**EXTRAIT DU DOCUMENT**
────

Du mauvais ( et du très mauvais) papier du Figaro !

 

 

Titre  original:

Du bon (et du mauvais) usage du mot «facho»

Rouge sang, le nouvel album de Renaud, est aujourd'hui dans les bacs. Déjà, il a fait beaucoup parler; il fera beaucoup écrire. La vedette en est une électrice du « 93 », « aryenne jusqu'au fond des yeux », détestant « les jeunes qui vont à vau l'eau, les pédés, les bicots » et regrettant très fort le temps des colonies. Bref, une « facho ».

Pour titre à sa chanson, l'une des sept de l'album, Renaud a d'ailleurs choisi Elle est facho et, comme il lui fallait trouver une rime... riche, il a tout simplement écrit : « elle est facho, elle vote Sarko ». Cette « assimilation » faite, spontanément, mais volontairement, à l'enregistrement, Renaud assure dans une interview au Parisien qu'elle a fait « marrer tout le monde ». Fera-t-elle marrer les millions d'électrices et d'électeurs de Sarko, qui vont inévitablement se sentir assimilés ainsi à des « fachos » ?
 
Ce n'est pas évident. Il est vrai que le bon public paie souvent pour se faire engueuler, fait un triomphe à ceux qui dégradent famille, fric et société, qu'il aime ça et même en redemande, surtout lorsque l'artiste a le talent et la complexité de Renaud.

────

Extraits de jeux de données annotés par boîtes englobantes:
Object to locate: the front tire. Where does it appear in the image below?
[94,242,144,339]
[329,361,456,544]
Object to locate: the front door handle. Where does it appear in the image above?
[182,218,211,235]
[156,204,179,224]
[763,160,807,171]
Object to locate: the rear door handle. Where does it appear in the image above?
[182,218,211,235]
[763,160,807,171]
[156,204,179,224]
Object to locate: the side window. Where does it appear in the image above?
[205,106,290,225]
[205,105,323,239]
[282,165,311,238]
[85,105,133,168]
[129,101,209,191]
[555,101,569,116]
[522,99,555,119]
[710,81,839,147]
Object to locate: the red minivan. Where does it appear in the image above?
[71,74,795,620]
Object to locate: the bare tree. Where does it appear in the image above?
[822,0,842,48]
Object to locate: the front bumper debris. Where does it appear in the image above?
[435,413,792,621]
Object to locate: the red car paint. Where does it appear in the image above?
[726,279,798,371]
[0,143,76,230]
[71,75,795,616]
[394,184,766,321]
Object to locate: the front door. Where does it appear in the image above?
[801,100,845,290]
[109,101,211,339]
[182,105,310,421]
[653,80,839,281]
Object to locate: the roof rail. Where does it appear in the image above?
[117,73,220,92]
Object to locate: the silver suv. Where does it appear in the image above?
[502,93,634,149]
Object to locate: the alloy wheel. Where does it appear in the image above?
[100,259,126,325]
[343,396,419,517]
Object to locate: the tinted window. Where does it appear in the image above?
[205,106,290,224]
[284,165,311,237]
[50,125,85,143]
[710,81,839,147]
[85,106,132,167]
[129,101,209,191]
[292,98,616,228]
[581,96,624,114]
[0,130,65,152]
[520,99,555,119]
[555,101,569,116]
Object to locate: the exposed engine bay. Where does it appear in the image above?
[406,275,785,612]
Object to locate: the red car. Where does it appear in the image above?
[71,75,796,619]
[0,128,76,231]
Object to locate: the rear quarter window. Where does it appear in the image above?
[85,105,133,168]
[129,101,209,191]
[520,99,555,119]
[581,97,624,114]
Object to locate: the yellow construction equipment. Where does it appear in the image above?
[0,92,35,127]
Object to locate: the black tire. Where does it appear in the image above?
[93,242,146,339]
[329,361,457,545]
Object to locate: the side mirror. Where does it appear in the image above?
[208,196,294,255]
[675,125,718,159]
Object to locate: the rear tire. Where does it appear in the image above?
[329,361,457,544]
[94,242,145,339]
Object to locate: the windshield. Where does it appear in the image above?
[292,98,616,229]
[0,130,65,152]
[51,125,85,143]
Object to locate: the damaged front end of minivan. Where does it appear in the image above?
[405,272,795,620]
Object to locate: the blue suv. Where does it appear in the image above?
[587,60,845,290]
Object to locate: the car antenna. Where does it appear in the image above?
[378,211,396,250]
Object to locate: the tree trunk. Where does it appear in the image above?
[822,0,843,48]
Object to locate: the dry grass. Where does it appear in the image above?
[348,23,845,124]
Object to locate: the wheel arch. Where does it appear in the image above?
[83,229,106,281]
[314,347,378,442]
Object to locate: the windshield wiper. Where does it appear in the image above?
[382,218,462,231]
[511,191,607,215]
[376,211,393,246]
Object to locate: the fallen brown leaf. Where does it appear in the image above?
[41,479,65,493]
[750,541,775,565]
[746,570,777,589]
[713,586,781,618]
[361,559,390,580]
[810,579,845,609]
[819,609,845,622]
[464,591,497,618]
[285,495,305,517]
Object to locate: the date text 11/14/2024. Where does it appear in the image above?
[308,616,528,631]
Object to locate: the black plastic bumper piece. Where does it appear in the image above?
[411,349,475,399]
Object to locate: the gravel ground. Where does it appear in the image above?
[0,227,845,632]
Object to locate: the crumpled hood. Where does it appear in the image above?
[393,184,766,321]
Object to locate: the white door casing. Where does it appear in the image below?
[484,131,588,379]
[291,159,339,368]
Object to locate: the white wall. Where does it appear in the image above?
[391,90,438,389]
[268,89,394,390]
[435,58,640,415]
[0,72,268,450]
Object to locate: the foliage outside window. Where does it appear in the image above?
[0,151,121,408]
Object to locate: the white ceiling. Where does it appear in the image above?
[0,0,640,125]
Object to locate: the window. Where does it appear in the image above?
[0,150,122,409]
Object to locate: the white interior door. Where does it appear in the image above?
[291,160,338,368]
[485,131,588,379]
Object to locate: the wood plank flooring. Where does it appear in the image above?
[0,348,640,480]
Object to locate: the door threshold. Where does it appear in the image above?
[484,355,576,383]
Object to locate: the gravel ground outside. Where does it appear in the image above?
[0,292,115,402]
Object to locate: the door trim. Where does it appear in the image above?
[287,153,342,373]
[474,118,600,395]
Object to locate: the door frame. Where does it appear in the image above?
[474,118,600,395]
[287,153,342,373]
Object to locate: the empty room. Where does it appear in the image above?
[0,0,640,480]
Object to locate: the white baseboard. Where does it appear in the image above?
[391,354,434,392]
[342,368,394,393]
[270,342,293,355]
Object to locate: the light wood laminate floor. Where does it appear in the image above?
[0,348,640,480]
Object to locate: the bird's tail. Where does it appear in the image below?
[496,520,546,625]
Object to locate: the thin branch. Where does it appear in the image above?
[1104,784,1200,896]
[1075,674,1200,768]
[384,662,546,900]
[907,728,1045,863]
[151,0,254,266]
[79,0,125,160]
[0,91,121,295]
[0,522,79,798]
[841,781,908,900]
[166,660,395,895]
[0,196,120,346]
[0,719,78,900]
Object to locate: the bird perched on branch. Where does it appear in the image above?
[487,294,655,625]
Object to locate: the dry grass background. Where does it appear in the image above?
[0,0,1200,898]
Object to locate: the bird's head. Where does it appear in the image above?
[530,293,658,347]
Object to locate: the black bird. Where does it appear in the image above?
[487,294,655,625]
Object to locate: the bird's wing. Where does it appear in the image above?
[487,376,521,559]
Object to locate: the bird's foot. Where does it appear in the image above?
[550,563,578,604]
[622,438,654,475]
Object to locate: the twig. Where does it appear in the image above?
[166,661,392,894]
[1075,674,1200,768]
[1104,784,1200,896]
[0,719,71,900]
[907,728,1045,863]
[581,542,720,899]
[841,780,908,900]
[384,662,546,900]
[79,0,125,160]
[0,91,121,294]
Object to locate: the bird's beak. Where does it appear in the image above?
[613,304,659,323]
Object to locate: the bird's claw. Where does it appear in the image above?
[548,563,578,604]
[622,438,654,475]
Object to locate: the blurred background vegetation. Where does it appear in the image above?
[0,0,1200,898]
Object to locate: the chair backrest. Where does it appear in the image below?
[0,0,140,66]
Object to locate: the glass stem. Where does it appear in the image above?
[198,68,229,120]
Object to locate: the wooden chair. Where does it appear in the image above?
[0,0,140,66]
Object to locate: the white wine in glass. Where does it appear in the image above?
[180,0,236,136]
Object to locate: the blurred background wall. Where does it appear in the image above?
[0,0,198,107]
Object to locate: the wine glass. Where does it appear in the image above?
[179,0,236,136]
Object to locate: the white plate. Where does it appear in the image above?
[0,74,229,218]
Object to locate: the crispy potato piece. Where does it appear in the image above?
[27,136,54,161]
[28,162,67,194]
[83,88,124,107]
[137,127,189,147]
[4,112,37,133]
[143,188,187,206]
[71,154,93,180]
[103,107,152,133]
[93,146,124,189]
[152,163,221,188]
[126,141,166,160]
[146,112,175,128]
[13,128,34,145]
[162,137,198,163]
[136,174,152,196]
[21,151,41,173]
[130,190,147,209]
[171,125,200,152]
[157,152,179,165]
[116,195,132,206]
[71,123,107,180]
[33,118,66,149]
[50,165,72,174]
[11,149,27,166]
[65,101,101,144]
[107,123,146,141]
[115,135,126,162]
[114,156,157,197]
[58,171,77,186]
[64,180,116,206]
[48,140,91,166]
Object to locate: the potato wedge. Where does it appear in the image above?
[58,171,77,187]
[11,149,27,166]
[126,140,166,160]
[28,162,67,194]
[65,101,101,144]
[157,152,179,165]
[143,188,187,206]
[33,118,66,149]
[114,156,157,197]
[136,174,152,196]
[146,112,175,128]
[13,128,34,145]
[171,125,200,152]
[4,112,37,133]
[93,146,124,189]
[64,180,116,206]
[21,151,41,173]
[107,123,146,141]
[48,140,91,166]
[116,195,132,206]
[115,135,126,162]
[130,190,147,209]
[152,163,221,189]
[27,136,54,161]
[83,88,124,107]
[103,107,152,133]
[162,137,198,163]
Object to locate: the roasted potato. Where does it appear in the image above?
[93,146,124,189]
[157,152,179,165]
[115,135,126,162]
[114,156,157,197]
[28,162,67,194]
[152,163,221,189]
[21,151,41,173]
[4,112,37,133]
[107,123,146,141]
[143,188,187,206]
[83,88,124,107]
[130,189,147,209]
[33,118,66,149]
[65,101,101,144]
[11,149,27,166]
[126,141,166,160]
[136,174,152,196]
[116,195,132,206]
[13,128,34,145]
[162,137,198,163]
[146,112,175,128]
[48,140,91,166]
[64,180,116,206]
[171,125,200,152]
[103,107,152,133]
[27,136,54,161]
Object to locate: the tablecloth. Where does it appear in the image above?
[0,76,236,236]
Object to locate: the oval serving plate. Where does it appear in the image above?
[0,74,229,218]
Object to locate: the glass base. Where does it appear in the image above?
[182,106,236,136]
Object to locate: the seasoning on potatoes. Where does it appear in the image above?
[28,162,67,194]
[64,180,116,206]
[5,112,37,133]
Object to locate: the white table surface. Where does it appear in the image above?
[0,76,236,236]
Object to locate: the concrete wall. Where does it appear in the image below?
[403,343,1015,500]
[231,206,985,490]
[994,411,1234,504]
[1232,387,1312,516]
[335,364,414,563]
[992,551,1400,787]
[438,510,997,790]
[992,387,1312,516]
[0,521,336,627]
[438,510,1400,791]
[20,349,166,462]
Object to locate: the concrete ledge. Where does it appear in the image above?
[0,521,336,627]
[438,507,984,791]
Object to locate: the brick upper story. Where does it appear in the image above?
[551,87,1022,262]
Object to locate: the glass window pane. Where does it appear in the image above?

────

**OBJECTIF DE L'EXERCICE**
Reproduisez à l'identique le passage du texte sur la chanson de Renaud qui s'ouvre sur les mots contenant « Pour titre à » et se clôt sur « complexité de Renaud. ». Ces items proviennent d'une autre source que le texte.

**RÉPONSE ATTENDUE**
Pour titre à sa chanson, l'une des sept de l'album, Renaud a d'ailleurs choisi Elle est facho et, comme il lui fallait trouver une rime... riche, il a tout simplement écrit : « elle est facho, elle vote Sarko ». Cette « assimilation » faite, spontanément, mais volontairement, à l'enregistrement, Renaud assure dans une interview au Parisien qu'elle a fait « marrer tout le monde ». Fera-t-elle marrer les millions d'électrices et d'électeurs de Sarko, qui vont inévitablement se sentir assimilés ainsi à des « fachos » ?
 
Ce n'est pas évident. Il est vrai que le bon public paie souvent pour se faire engueuler, fait un triomphe à ceux qui dégradent famille, fric et société, qu'il aime ça et même en redemande, surtout lorsque l'artiste a le talent et la complexité de Renaud.